任務說明 a: 將記錄中從包含“Give the mask of every instance of the green”的那一行起、直到記錄末尾的部分（首尾兩行皆包括）整理成 JSON 字串列表，每行對應一個字串，空行略去。

::: 原文 :::

由上可知，prometheus默認監控了服務端主機信息。通過 http://192.168.175.131:9090/metrics 可以看到數據

【1.5】基本查看prometheus監控數據與圖表

這里的按鈕，可以切換顯示方式，一種是數值，一種是圖表

【2】安裝node_exporter組件監控 linux主機

192.168.175.129 安裝，node_exporter采集器默認端口：9100

【2.1】什么是 node_exporter

舉個例子，如果你有一台服務器，你想要獲取它運行時候的參數，比如當前的CPU負載、系統負載、內存消耗、硬盤使用量、網絡IO等等。

::: 輸入資料 :::

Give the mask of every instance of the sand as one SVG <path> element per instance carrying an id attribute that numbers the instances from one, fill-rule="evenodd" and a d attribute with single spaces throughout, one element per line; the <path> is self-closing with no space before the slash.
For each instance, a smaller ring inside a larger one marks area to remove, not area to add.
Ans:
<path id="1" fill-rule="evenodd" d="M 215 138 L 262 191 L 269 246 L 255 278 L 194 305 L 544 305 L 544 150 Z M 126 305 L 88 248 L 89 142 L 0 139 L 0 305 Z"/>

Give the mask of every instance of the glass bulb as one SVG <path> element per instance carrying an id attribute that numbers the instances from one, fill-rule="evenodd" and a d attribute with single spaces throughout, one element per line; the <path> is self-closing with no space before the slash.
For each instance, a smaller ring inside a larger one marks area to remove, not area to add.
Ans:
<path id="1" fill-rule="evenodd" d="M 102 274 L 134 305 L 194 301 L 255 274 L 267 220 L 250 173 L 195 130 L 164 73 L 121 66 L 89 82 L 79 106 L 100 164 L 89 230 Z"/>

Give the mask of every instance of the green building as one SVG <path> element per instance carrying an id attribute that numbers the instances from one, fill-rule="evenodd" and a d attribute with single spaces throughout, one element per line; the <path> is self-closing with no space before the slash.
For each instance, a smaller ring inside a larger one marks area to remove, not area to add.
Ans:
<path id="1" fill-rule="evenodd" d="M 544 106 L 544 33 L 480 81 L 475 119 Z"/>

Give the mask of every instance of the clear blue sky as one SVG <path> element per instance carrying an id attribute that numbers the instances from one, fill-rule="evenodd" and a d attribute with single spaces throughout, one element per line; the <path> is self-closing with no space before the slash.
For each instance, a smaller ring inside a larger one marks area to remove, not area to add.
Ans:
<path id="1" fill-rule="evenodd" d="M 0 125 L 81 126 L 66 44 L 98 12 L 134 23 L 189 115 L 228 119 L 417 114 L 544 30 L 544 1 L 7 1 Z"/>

:::

任務說明 b: 把上面的原文一字不差地完整重抄一遍。

參考解答 a:
[
  "Give the mask of every instance of the green building as one SVG <path> element per instance carrying an id attribute that numbers the instances from one, fill-rule=\"evenodd\" and a d attribute with single spaces throughout, one element per line; the <path> is self-closing with no space before the slash.",
  "For each instance, a smaller ring inside a larger one marks area to remove, not area to add.",
  "Ans:",
  "<path id=\"1\" fill-rule=\"evenodd\" d=\"M 544 106 L 544 33 L 480 81 L 475 119 Z\"/>",
  "Give the mask of every instance of the clear blue sky as one SVG <path> element per instance carrying an id attribute that numbers the instances from one, fill-rule=\"evenodd\" and a d attribute with single spaces throughout, one element per line; the <path> is self-closing with no space before the slash.",
  "For each instance, a smaller ring inside a larger one marks area to remove, not area to add.",
  "Ans:",
  "<path id=\"1\" fill-rule=\"evenodd\" d=\"M 0 125 L 81 126 L 66 44 L 98 12 L 134 23 L 189 115 L 228 119 L 417 114 L 544 30 L 544 1 L 7 1 Z\"/>"
]

參考解答 b:
由上可知，prometheus默認監控了服務端主機信息。通過 http://192.168.175.131:9090/metrics 可以看到數據

【1.5】基本查看prometheus監控數據與圖表

這里的按鈕，可以切換顯示方式，一種是數值，一種是圖表

【2】安裝node_exporter組件監控 linux主機

192.168.175.129 安裝，node_exporter采集器默認端口：9100

【2.1】什么是 node_exporter

舉個例子，如果你有一台服務器，你想要獲取它運行時候的參數，比如當前的CPU負載、系統負載、內存消耗、硬盤使用量、網絡IO等等。